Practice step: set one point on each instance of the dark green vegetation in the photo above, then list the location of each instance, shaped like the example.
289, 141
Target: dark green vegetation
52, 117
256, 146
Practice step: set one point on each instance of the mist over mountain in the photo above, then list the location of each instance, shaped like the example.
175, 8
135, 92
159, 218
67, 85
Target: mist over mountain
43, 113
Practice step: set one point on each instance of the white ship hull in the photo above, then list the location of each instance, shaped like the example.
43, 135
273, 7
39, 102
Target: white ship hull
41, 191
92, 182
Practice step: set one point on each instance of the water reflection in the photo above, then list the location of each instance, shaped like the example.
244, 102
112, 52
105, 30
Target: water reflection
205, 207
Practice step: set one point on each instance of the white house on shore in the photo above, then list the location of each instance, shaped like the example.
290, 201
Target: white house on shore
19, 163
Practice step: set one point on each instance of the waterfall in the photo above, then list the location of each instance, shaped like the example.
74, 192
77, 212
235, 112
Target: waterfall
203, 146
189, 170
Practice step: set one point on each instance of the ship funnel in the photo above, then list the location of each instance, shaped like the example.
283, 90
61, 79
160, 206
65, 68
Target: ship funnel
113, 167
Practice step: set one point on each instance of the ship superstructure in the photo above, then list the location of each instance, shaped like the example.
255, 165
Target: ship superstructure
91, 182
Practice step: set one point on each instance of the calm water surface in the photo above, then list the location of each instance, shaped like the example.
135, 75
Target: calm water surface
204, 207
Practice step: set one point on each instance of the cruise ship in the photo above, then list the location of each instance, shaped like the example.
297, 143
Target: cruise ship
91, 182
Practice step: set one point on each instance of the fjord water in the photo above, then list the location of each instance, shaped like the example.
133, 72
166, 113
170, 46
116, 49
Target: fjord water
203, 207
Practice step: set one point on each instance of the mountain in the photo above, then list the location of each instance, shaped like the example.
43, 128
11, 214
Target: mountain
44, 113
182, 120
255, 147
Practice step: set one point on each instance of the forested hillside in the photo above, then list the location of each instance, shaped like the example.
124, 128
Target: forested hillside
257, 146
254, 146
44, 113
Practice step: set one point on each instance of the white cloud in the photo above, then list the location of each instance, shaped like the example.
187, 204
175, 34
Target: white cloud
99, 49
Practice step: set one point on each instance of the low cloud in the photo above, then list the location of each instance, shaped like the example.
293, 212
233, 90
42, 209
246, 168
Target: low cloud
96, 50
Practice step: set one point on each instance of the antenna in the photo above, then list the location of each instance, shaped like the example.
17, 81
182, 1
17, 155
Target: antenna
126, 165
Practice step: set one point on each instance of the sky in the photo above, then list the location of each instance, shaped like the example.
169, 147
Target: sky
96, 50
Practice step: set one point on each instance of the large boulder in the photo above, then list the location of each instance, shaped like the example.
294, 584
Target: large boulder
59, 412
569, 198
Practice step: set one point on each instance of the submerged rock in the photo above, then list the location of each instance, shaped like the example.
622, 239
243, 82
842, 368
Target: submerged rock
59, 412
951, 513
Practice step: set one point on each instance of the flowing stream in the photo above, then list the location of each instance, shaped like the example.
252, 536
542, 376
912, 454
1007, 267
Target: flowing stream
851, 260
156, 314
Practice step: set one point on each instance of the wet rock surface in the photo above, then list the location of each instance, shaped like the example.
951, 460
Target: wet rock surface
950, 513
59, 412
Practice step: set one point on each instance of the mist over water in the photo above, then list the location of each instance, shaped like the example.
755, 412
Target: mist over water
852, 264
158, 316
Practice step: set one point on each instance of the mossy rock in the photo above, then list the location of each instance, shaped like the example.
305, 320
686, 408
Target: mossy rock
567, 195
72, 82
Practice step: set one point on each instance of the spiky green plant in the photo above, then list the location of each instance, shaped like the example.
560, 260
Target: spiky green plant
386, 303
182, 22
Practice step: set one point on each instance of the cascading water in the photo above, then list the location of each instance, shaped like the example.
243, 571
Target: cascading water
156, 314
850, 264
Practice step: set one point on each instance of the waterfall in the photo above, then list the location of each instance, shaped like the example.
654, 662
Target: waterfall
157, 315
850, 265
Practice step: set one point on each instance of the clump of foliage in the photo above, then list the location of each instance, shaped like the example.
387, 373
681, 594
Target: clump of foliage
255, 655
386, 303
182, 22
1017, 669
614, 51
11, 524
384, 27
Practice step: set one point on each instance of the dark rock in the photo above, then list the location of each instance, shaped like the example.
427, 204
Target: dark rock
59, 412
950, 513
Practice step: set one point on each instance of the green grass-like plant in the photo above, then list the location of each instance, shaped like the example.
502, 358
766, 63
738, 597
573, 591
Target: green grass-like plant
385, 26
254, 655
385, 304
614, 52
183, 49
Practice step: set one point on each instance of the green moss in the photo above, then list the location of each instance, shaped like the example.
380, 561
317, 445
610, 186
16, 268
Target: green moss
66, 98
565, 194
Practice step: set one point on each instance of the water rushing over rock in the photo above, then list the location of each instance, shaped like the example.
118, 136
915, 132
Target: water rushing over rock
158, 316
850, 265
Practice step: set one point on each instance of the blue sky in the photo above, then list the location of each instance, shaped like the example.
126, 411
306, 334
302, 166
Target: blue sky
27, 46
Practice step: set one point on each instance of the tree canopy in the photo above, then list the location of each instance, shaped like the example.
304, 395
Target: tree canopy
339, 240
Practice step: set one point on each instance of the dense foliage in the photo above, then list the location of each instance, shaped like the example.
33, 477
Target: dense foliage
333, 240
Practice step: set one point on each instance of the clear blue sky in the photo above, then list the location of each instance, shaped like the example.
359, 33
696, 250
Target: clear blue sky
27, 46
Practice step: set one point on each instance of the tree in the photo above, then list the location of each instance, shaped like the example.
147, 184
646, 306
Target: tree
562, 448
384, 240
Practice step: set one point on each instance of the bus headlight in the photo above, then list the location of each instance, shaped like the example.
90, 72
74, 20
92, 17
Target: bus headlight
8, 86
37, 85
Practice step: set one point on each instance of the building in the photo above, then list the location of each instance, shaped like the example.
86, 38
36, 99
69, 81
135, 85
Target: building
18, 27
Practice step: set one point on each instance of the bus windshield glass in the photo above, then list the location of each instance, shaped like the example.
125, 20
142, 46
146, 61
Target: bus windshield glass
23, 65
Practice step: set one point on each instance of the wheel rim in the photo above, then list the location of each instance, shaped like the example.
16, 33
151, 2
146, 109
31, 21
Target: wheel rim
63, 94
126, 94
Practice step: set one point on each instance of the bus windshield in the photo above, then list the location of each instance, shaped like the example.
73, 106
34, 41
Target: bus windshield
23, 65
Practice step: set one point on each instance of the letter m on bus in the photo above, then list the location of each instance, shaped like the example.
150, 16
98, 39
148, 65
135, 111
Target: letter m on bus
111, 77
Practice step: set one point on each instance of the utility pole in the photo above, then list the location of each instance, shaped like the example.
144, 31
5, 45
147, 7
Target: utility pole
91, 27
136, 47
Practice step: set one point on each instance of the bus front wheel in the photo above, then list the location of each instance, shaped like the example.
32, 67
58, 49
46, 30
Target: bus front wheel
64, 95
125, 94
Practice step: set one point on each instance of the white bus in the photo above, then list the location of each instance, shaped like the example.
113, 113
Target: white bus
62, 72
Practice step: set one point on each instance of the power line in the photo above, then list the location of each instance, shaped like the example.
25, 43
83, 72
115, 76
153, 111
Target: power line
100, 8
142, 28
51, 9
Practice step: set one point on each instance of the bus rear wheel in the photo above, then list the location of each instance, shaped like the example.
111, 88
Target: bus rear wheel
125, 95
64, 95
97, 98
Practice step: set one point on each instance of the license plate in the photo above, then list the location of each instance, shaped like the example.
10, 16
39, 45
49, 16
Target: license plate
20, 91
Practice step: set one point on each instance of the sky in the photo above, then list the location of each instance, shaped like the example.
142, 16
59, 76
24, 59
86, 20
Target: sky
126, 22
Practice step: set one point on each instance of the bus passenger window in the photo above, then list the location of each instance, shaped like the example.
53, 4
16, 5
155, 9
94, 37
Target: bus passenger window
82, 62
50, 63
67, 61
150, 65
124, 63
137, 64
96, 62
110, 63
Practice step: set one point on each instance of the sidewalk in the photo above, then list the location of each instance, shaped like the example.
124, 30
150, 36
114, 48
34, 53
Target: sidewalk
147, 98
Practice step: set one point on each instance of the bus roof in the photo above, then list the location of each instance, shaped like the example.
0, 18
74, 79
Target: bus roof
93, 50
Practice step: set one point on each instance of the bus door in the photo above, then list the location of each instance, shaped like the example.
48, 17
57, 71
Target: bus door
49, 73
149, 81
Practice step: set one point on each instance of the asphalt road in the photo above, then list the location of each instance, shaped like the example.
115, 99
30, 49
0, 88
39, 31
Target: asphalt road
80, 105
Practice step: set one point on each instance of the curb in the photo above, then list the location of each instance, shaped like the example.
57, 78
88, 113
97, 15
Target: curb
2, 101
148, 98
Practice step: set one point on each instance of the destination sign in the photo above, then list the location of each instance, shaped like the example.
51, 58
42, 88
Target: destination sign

——

(WHAT IS EXPECTED)
Nothing outside the span should appear: transcribe the lines from the one containing "the bus roof" through the last line of the records.

(EXERCISE SOLUTION)
Practice step: set one point on each instance of the bus roof in the photo above, then list the location of each instance, shaped like the example.
0, 18
74, 79
Target: bus roof
93, 50
Practice step: set one point on each instance of the bus door in the photo above, then list the location of each instance, shaped like the example.
48, 17
57, 71
Target: bus door
49, 73
149, 81
Practice step: set one point on each instance of the asphalt road in the photo above, then list the location of each instance, shaped like the example.
115, 99
30, 49
0, 88
39, 31
Target: asphalt road
80, 105
Practice step: set one point on each instance of the curb in the photo above, then list the location of each instance, shaped like the example.
57, 78
88, 113
97, 15
Target: curb
2, 101
148, 98
Practice step: set one point on each instance of the destination sign in the photo above, then list the location of each instance, shaped like the example.
51, 58
42, 88
Target: destination sign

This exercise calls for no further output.